Start of Extracted text

The TCJA changed the ACA landscape by eliminating the individual mandate tax for noncompliance. With Justice Roberts having ruled out the commerce clause and the necessary and proper clause as grounds for upholding the ACA, and having asserted that the ACA would not "function in a coherent way and as Congress would have intended" without the individual mandate working in tandem with the guarantee of insurance despite preexisting conditions, avenues for the majority to spare the individual mandate portion of the ACA appear limited.

The Day After: What Comes Next?

For the past decade, health care industry participants and patients have calibrated their systems and behaviors around the ACA. In the event that the Supreme Court invalidates the ACA in its entirety, Congress will face enormous pressure to act.

The Fifth Circuit will consider the case in July, setting the Supreme Court up to render a final decision in the summer of 2020, months before the presidential election. While a "Medicare for all" or single payer system has become a virtual litmus test for Democrats, the RAND Corporation estimates that such a system will increase federal government health care spending from $1.09 trillion to $3.5 trillion. Some proposals would also eliminate private insurance coverage entirely, shifting approximately 160 million Americans off employer-sponsored coverage and onto a government-sponsored plan. Some Democrats believe that a Medicare "buy in" or public option to purchase Medicare coverage is a more realistic solution, but that would still come at a cost to the taxpayer.

End of Extracted text

> [Problem A] List every court, legislative body, and research organization named in the passage on the Affordable Care Act (ACA).
> [Problem B] Retype the passage on the ACA from "The TCJA changed" up to and including "ACA appear limited.".

Start of Data for analysis

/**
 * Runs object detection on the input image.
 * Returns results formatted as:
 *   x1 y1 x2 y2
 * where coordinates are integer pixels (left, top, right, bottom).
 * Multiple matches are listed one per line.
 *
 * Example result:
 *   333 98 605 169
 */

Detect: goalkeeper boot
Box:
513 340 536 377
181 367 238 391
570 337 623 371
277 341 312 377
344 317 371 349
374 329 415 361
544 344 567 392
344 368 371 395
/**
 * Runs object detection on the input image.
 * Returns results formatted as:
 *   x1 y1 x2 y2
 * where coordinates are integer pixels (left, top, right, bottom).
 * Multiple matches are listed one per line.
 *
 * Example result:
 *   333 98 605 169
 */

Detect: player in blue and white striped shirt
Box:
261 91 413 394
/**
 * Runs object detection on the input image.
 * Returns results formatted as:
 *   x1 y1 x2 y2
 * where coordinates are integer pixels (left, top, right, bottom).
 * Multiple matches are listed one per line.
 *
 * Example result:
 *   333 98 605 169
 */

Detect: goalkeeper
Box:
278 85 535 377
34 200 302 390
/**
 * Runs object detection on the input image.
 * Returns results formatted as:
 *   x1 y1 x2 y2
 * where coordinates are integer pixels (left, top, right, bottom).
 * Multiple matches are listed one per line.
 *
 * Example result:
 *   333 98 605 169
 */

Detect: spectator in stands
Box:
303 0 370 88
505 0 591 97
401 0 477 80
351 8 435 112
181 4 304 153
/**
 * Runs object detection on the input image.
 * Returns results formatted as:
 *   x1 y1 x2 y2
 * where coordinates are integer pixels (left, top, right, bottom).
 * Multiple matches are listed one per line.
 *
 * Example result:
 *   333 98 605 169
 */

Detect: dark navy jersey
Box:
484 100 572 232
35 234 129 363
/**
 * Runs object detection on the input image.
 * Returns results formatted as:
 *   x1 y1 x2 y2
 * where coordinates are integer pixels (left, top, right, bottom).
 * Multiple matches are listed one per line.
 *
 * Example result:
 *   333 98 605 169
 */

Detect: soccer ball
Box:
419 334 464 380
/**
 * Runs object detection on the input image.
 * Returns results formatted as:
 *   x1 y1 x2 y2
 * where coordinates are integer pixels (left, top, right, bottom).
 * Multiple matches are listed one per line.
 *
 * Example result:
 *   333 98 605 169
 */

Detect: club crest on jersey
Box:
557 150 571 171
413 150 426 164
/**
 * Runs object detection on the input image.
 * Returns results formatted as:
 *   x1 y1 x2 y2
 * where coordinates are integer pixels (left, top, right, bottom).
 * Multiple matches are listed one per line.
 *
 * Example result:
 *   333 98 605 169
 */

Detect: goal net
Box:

End of Data for analysis

> [Written response A] Supreme Court, Congress, Fifth Circuit, RAND Corporation

> [Written response B]
The TCJA changed the ACA landscape by eliminating the individual mandate tax for noncompliance. With Justice Roberts having ruled out the commerce clause and the necessary and proper clause as grounds for upholding the ACA, and having asserted that the ACA would not "function in a coherent way and as Congress would have intended" without the individual mandate working in tandem with the guarantee of insurance despite preexisting conditions, avenues for the majority to spare the individual mandate portion of the ACA appear limited.